Stated goal: Pull out each of the records below word for word, leaving the pictures out of your answer.

Stored data entries
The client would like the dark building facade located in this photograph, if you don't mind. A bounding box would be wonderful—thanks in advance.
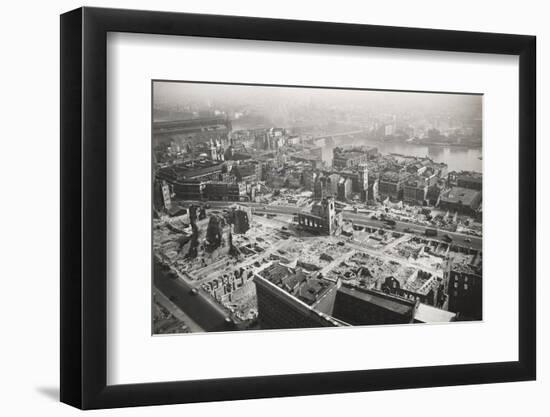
[332,285,417,326]
[447,263,482,320]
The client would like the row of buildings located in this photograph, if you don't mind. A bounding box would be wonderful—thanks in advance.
[254,263,456,329]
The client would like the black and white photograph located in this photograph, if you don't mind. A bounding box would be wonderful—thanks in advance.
[151,80,484,335]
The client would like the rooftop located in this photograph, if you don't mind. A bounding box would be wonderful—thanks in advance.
[260,263,334,305]
[338,285,414,314]
[441,187,479,206]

The completed task:
The client would like the dark building facade located in this photograph, if you don't mind. A bounding box would be wonderful—thanks in advance.
[332,285,417,326]
[447,263,482,320]
The client would like the row of buildings located in this photograph, if you don't mind. A bounding box would be wonderful—thanks in advance.
[254,263,456,329]
The client would like the black and white photograph located in this photograph, if you don't mind. A bounding box would be wonderful—thanks in advance.
[151,80,484,335]
The client would like the rooftop located in this photograph, if you don't mind. A bounding box would be wonderful—thanks in advance.
[260,263,334,305]
[338,285,414,314]
[441,187,479,206]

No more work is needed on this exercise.